| What to work on |
Starting at the top of the data and ending with the line that holds "<point>170,269</point>", transcribe each line exactly; include both ends.

[Dataset items]
***

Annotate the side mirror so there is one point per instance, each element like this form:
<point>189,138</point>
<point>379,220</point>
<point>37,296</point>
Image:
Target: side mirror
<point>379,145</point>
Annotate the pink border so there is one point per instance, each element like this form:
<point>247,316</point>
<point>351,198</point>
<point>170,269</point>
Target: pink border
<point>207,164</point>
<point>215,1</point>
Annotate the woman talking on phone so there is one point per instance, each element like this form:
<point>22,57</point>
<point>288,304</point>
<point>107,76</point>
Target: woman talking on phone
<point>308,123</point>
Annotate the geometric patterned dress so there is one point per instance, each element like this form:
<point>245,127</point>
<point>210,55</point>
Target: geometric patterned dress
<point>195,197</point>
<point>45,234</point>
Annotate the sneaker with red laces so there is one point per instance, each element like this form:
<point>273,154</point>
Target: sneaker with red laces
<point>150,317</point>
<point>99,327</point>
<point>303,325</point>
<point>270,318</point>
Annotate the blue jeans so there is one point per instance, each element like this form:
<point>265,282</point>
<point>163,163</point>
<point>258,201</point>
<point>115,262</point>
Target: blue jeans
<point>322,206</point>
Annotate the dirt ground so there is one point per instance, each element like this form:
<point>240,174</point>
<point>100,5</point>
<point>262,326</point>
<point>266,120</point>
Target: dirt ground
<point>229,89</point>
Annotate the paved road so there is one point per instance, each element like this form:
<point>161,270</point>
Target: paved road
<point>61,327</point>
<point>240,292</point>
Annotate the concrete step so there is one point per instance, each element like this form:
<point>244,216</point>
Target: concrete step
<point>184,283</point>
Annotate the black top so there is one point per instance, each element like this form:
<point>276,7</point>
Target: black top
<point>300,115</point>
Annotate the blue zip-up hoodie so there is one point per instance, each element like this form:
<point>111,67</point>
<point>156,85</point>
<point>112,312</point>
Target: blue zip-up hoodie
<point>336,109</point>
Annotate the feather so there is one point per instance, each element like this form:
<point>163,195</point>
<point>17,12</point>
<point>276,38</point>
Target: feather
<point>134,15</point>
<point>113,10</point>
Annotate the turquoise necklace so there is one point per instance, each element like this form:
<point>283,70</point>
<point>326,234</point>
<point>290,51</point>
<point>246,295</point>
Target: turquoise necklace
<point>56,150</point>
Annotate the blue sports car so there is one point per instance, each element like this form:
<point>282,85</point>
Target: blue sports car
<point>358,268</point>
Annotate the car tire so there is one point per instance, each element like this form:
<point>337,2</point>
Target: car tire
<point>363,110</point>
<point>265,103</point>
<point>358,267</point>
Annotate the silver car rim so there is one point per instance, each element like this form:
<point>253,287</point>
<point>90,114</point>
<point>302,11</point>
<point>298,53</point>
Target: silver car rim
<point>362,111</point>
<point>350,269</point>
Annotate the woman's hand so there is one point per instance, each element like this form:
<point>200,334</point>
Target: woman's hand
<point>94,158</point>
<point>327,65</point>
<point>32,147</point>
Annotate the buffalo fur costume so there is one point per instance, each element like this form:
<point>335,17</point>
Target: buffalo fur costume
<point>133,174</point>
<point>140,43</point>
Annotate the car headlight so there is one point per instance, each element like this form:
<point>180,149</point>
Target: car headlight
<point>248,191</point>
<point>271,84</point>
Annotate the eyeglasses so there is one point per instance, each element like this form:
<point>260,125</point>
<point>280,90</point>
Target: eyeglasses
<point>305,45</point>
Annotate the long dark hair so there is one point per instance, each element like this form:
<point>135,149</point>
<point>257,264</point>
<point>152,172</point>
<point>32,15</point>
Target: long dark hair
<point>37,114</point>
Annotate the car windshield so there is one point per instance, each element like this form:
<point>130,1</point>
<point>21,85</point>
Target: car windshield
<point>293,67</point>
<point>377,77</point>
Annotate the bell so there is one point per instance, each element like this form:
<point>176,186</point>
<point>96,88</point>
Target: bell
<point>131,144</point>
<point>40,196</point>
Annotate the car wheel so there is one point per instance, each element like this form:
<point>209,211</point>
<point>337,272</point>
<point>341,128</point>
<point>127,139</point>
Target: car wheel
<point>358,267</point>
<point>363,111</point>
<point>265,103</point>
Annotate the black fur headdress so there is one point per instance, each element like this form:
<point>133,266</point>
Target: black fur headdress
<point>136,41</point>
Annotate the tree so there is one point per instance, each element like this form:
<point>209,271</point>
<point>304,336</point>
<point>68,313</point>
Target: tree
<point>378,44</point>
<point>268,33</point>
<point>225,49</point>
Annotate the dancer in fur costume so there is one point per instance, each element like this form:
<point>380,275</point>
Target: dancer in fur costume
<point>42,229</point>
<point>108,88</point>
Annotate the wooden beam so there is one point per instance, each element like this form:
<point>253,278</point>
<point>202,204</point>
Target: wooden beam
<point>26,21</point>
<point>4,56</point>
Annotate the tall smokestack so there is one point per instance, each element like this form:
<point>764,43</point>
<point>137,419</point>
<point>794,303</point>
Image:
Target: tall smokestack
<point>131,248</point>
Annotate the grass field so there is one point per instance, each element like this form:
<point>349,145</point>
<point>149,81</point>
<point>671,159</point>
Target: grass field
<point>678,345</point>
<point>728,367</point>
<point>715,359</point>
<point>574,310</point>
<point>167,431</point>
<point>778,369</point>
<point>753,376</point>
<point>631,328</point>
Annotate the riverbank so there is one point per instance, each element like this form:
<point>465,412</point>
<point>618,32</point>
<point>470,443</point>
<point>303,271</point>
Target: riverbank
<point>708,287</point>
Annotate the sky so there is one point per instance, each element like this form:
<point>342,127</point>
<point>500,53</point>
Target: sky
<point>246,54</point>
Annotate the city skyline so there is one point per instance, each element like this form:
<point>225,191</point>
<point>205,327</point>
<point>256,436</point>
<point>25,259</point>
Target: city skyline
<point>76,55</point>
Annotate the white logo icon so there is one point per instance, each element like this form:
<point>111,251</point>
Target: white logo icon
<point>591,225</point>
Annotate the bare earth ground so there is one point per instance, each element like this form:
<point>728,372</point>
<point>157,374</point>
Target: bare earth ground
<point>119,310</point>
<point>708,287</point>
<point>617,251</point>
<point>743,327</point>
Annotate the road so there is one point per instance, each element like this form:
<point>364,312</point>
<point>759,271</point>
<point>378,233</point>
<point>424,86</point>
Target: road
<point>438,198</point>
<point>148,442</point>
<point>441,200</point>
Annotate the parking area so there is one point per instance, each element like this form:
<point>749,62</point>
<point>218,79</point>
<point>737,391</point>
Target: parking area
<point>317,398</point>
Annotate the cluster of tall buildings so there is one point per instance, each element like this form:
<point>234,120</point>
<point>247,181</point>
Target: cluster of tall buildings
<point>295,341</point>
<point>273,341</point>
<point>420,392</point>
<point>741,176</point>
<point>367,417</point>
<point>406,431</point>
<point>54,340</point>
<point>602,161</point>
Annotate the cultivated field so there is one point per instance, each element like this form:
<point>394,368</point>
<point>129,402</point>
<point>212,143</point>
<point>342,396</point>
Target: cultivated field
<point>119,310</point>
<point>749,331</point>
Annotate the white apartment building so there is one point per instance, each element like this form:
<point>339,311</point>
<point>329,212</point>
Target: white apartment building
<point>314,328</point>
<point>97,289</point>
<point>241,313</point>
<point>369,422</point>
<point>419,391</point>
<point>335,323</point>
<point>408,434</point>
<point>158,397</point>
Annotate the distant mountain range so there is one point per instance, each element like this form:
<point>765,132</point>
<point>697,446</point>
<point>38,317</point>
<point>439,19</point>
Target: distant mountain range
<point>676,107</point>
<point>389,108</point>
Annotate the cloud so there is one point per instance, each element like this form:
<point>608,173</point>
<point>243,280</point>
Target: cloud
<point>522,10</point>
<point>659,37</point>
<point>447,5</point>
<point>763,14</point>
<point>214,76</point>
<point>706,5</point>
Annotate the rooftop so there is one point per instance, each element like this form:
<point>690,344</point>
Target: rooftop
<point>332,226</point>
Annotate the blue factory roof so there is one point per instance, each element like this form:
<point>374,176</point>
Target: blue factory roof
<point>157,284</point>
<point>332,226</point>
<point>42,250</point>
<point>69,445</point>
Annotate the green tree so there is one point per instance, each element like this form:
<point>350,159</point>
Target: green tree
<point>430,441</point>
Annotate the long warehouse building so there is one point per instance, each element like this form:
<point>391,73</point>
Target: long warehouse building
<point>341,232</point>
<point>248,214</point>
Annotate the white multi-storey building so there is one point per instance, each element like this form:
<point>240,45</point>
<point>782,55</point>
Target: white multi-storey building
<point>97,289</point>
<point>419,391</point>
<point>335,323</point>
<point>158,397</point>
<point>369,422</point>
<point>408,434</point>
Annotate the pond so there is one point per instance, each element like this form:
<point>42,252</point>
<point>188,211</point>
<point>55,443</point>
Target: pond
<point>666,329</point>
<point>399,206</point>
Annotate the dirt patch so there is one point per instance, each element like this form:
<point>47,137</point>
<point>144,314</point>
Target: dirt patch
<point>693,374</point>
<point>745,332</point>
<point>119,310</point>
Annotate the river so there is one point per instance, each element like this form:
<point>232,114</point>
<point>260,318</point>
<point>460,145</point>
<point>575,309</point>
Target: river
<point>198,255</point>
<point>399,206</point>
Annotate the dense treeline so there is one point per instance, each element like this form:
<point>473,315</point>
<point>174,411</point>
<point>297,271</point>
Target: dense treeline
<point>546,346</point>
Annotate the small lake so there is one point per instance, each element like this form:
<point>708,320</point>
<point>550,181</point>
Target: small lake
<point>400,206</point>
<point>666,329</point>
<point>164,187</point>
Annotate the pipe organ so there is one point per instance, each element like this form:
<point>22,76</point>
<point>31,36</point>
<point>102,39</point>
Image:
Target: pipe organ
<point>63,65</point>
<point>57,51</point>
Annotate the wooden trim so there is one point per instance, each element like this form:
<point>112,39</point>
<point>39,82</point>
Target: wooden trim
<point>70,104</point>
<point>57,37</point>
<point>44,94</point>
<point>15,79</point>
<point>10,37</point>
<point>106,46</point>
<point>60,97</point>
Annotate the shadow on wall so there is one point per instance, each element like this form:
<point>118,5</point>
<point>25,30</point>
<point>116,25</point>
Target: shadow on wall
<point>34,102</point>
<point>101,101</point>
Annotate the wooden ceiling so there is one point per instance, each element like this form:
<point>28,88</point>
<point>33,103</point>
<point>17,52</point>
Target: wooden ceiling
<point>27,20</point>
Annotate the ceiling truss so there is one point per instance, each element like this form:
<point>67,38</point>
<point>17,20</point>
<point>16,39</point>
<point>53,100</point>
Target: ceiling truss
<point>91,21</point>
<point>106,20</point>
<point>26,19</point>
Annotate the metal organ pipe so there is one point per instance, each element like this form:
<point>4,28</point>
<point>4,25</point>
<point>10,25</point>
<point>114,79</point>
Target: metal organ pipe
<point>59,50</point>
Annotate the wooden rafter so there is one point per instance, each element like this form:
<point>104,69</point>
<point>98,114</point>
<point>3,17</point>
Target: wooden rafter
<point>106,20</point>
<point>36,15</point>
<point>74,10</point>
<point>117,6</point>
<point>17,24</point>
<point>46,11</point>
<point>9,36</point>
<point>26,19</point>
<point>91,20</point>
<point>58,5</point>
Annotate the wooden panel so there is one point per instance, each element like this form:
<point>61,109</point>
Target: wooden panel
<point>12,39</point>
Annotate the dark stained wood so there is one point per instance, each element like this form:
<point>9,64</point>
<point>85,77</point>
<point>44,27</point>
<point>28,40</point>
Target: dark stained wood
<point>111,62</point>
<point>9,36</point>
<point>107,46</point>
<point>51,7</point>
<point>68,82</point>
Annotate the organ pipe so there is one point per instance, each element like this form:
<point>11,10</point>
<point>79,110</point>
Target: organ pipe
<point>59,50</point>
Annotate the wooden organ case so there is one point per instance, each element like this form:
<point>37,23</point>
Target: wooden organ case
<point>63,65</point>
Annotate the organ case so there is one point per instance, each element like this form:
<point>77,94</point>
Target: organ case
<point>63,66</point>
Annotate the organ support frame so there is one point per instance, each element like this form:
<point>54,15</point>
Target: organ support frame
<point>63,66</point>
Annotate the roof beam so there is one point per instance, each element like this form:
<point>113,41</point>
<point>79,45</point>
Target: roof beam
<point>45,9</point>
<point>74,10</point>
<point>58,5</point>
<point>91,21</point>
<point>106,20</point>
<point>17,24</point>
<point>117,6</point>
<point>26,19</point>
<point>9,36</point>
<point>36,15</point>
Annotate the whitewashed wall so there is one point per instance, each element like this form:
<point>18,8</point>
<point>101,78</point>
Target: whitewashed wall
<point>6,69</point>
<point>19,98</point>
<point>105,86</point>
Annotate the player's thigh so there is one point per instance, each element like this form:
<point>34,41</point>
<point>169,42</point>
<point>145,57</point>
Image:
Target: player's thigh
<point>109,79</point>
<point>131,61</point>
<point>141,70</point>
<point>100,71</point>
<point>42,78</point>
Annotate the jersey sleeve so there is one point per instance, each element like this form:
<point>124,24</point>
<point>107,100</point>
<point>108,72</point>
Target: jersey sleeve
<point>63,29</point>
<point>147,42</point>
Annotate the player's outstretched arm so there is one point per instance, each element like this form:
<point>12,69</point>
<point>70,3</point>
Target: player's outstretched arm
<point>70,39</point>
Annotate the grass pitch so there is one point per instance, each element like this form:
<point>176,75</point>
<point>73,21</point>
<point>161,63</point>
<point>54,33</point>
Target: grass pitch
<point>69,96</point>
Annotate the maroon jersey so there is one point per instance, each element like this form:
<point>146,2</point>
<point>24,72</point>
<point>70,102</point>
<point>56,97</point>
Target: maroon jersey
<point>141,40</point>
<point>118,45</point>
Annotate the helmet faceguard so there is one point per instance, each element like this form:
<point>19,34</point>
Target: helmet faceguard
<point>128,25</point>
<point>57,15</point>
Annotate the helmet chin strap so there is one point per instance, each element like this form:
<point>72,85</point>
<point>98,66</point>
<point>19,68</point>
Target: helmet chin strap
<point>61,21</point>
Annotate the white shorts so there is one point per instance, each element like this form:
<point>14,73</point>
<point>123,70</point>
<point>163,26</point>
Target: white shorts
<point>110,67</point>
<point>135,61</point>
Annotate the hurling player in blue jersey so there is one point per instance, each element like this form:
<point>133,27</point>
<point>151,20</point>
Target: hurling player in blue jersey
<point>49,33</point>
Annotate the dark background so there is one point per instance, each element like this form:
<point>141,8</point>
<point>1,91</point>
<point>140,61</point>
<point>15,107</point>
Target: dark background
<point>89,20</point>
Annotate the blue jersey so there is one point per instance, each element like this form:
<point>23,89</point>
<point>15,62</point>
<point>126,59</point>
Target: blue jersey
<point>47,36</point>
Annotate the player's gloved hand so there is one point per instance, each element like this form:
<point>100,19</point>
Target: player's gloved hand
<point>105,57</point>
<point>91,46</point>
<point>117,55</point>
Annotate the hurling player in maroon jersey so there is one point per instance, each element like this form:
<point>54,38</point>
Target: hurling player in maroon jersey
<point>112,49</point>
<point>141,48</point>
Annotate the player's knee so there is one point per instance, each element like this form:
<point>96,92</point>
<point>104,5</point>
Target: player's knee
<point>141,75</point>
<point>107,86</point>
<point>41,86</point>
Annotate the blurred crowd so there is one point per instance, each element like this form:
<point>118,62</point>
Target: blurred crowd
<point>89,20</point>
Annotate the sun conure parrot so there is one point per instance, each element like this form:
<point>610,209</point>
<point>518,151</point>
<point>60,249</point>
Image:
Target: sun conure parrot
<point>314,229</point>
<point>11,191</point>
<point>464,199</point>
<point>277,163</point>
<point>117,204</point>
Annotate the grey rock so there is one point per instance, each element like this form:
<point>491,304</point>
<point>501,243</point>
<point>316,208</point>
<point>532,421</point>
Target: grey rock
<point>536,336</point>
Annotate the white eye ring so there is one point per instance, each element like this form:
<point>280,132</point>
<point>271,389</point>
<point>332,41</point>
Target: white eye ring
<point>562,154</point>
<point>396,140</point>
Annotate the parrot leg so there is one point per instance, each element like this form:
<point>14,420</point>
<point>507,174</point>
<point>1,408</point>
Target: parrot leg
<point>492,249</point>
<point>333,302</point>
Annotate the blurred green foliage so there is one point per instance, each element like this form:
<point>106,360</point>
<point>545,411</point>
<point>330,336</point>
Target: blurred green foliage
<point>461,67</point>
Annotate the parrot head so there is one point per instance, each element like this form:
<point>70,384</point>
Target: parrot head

***

| Response to this task |
Annotate the side mirror so there is one point per instance, each element like this form:
<point>189,138</point>
<point>379,220</point>
<point>37,296</point>
Image:
Target: side mirror
<point>379,145</point>
Annotate the pink border so there is one point per instance, each element like this form:
<point>247,316</point>
<point>351,198</point>
<point>170,269</point>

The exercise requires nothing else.